→ TASK PROMPT: Every entry needs to be duplicated exactly.

→ SUPPLIED MATERIAL:
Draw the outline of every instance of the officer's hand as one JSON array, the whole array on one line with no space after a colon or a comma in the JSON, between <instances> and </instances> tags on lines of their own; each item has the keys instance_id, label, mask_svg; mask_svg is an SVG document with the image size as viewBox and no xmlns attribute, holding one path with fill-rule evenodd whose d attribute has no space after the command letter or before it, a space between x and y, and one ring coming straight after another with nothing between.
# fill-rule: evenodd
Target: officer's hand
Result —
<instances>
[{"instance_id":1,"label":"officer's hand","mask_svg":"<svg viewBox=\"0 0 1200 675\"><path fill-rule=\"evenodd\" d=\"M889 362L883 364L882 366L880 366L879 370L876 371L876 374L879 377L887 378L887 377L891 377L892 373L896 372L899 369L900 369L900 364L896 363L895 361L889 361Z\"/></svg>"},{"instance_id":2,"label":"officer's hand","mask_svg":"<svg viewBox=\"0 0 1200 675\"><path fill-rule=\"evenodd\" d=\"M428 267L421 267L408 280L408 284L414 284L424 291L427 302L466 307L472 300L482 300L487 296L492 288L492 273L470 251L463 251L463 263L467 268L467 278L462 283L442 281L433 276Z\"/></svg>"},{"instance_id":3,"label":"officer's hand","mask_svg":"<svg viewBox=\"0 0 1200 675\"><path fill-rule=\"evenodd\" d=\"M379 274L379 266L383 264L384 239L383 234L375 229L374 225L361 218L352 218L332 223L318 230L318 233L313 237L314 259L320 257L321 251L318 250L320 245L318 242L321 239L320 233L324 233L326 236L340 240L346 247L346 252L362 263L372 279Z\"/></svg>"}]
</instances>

→ EXPECTED ANSWER:
Draw the outline of every instance of the officer's hand as one JSON array, the whole array on one line with no space after a colon or a comma in the JSON, between <instances> and </instances> tags on lines of their own; each item has the keys instance_id, label, mask_svg; mask_svg is an SVG document with the image size as viewBox and no xmlns attribute, holding one path with fill-rule evenodd whose d attribute has no space after the command letter or before it, a space between x and y, and one ring coming straight after another with nothing between.
# fill-rule: evenodd
Target: officer's hand
Result —
<instances>
[{"instance_id":1,"label":"officer's hand","mask_svg":"<svg viewBox=\"0 0 1200 675\"><path fill-rule=\"evenodd\" d=\"M889 362L883 364L882 366L880 366L879 370L876 371L876 374L879 377L887 378L887 377L891 377L892 373L896 372L899 369L900 369L900 364L896 363L895 361L889 361Z\"/></svg>"},{"instance_id":2,"label":"officer's hand","mask_svg":"<svg viewBox=\"0 0 1200 675\"><path fill-rule=\"evenodd\" d=\"M428 267L421 267L408 280L408 284L414 284L424 291L427 302L466 307L472 300L482 300L487 296L492 288L492 273L470 251L463 251L463 263L467 268L467 278L462 283L442 281L433 276Z\"/></svg>"},{"instance_id":3,"label":"officer's hand","mask_svg":"<svg viewBox=\"0 0 1200 675\"><path fill-rule=\"evenodd\" d=\"M379 274L379 266L383 264L384 239L383 234L375 229L374 225L361 218L352 218L332 223L318 230L318 233L313 237L314 259L320 257L321 251L318 250L320 245L318 242L321 239L320 233L324 233L326 236L340 240L346 247L346 252L362 263L372 279Z\"/></svg>"}]
</instances>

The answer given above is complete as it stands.